What the task asks: Exact reproduction required: the lines below from the line with "Query: stone tile floor" to the line with "Query: left door panel", both ends included, and no others.

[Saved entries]
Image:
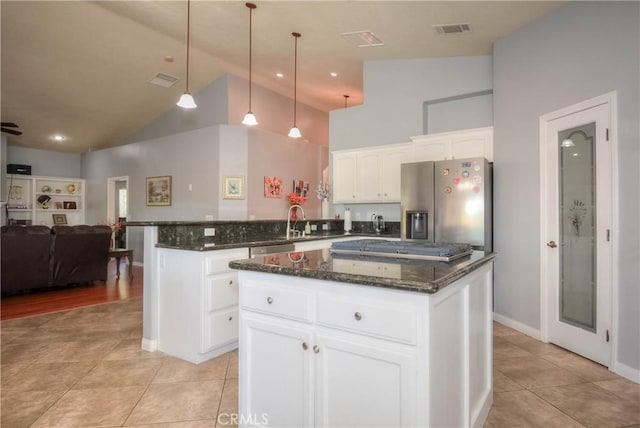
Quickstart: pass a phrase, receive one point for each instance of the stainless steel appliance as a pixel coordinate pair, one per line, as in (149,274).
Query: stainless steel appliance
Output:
(448,201)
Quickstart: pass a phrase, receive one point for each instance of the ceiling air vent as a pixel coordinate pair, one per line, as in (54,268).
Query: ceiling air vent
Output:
(362,39)
(164,80)
(452,28)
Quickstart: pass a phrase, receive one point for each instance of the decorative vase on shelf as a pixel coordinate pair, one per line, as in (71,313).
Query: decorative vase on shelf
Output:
(325,208)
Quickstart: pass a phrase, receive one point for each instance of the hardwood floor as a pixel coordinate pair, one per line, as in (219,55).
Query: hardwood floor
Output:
(56,300)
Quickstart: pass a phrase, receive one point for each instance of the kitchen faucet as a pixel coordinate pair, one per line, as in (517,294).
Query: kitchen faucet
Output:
(289,218)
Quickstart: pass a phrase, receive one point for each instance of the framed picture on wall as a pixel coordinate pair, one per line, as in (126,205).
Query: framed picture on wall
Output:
(159,190)
(233,187)
(59,219)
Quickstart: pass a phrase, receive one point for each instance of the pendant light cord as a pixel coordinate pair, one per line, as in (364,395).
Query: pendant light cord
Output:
(295,77)
(188,28)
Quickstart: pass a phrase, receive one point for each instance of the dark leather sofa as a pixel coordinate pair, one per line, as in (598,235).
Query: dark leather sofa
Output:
(34,257)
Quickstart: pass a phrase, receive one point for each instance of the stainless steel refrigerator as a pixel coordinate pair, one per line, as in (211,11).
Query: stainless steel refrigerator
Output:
(448,201)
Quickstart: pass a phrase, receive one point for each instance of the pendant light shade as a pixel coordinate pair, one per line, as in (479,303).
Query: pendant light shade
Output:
(250,118)
(295,132)
(186,100)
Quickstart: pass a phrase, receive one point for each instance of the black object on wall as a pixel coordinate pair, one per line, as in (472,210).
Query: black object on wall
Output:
(14,168)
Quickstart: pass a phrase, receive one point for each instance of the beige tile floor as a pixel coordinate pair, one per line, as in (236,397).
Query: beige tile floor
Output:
(84,368)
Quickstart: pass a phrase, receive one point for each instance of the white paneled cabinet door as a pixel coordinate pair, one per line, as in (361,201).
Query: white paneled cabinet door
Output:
(368,182)
(276,356)
(344,177)
(391,161)
(363,382)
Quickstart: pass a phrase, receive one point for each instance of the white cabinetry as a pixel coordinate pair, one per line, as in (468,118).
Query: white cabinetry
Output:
(319,353)
(469,143)
(371,175)
(198,303)
(40,200)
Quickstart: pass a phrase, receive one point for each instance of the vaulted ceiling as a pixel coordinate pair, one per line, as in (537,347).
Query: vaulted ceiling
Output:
(82,68)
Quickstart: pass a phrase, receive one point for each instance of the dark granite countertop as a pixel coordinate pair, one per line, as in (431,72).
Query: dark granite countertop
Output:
(421,276)
(260,241)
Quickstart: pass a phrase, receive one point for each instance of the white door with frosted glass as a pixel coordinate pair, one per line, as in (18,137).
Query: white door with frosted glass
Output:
(578,188)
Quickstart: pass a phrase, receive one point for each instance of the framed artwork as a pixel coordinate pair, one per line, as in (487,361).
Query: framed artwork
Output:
(233,187)
(301,188)
(59,219)
(272,187)
(159,190)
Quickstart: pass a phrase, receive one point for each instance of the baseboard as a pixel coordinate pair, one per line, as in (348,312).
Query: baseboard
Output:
(149,345)
(627,372)
(517,325)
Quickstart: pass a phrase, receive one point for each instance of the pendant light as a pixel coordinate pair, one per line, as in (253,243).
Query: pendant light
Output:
(249,118)
(295,132)
(186,100)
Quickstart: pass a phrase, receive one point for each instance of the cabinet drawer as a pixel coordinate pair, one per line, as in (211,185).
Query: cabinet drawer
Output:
(219,329)
(371,318)
(220,262)
(292,304)
(221,291)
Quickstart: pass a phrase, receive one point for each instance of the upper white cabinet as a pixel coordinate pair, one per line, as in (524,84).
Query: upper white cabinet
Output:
(469,143)
(45,200)
(371,175)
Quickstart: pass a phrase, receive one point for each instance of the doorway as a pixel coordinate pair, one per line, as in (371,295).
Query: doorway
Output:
(118,207)
(577,200)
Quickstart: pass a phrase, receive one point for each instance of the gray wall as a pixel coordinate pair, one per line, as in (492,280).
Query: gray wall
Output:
(45,162)
(395,92)
(583,50)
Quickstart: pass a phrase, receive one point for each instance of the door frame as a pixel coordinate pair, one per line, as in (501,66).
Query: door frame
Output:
(609,98)
(111,198)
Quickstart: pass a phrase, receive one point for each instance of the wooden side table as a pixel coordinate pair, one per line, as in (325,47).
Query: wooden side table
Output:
(119,253)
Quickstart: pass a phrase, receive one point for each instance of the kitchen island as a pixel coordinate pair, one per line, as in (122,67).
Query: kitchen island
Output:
(330,339)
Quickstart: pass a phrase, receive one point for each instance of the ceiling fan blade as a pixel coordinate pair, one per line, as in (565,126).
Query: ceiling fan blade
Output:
(11,131)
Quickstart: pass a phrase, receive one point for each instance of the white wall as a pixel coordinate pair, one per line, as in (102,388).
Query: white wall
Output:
(45,162)
(583,50)
(288,159)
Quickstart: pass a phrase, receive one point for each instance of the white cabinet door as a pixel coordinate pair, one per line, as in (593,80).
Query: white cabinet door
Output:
(344,177)
(390,170)
(364,383)
(431,149)
(478,143)
(275,357)
(368,177)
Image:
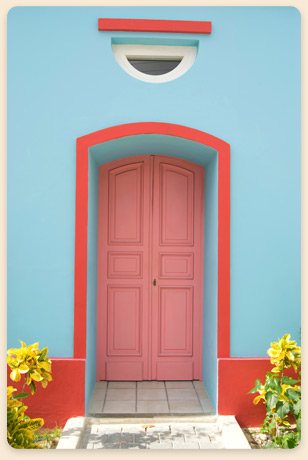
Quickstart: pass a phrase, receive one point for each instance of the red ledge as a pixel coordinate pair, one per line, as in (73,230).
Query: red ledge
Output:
(154,25)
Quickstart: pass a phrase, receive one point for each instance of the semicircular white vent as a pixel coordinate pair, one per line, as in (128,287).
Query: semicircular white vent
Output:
(155,63)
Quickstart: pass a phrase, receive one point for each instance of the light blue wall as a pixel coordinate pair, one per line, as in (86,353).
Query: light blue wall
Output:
(63,82)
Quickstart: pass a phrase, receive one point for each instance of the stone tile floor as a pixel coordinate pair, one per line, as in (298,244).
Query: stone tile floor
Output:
(150,398)
(153,436)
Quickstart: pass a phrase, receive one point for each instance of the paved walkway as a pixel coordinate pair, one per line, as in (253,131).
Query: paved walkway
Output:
(153,436)
(161,432)
(150,398)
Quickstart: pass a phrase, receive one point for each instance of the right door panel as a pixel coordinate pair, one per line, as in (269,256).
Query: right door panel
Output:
(177,269)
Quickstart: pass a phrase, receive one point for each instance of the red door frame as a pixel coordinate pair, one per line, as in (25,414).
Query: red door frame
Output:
(81,221)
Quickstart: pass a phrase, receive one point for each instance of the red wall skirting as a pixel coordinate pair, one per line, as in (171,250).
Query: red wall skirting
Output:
(154,25)
(133,129)
(64,396)
(236,376)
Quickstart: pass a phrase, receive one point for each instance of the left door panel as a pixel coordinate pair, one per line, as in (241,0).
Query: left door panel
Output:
(123,269)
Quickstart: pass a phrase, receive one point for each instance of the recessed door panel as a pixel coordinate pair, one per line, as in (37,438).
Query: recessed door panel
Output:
(176,205)
(124,320)
(125,204)
(175,321)
(150,265)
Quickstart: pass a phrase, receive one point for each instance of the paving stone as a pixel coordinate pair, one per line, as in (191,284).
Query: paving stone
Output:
(184,407)
(155,407)
(151,385)
(124,394)
(198,384)
(190,445)
(184,394)
(107,445)
(119,407)
(98,394)
(207,406)
(179,385)
(101,384)
(144,394)
(210,445)
(164,445)
(122,385)
(114,438)
(142,438)
(133,446)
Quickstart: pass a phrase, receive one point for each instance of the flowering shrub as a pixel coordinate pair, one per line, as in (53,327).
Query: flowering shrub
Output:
(281,394)
(36,367)
(20,432)
(32,362)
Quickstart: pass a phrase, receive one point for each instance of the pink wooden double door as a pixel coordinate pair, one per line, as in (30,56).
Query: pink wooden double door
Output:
(150,269)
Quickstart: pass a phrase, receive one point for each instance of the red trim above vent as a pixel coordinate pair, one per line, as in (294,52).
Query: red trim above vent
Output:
(154,25)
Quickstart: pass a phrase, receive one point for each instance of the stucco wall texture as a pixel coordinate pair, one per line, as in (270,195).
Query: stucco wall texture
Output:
(244,87)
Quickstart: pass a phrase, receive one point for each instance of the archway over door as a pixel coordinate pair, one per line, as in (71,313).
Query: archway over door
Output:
(187,143)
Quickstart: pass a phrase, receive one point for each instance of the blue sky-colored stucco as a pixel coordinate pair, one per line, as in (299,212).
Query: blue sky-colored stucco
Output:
(63,82)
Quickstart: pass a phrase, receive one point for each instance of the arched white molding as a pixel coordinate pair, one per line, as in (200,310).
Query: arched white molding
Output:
(187,54)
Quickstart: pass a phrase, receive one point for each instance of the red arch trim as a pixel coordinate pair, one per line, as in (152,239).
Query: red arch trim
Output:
(81,221)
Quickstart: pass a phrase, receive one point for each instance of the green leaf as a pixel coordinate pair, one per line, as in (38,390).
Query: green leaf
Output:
(258,385)
(21,395)
(288,381)
(32,388)
(293,394)
(299,427)
(282,409)
(271,399)
(296,408)
(275,385)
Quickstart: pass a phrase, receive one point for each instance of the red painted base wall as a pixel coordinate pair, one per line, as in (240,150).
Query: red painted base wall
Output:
(236,376)
(63,398)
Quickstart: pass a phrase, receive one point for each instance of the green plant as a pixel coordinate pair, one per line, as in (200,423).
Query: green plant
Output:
(48,438)
(20,432)
(36,367)
(281,395)
(32,363)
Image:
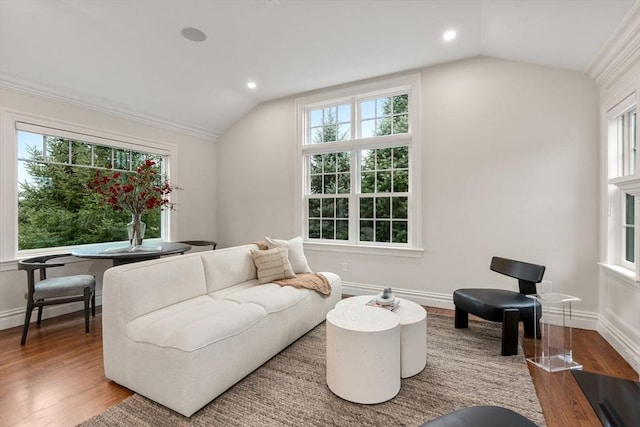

Result below:
Query: stone tile floor
Output:
(150,398)
(153,436)
Quickstart: pass a phrase, receive one point for each instance of the paved walkway as a pixel coordinate pair, one per line, as in (253,131).
Query: paved walkway
Output:
(153,436)
(161,432)
(150,398)
Quickstart: pass a phrase, receive one point for each instance of the right door panel as a pixel coordinate pair, one per line, as in (269,256).
Query: right door panel
Output:
(177,269)
Quickstart: pass a phrase, receive one point for each instance of the red door frame as a pixel coordinate pair, one per line, as in (25,414).
Query: red door frame
Output:
(81,221)
Quickstart: pass a phrase, receive one point for each instance of the red wall skirting as a pixel coordinate pair, one per line, as in (171,250).
Query: red wall skirting
Output:
(154,25)
(133,129)
(64,396)
(236,376)
Quickstart: pass a phrase, receive one point for each instance of the left door panel as a pixel coordinate pair, one per line, as in (241,0).
Query: left door panel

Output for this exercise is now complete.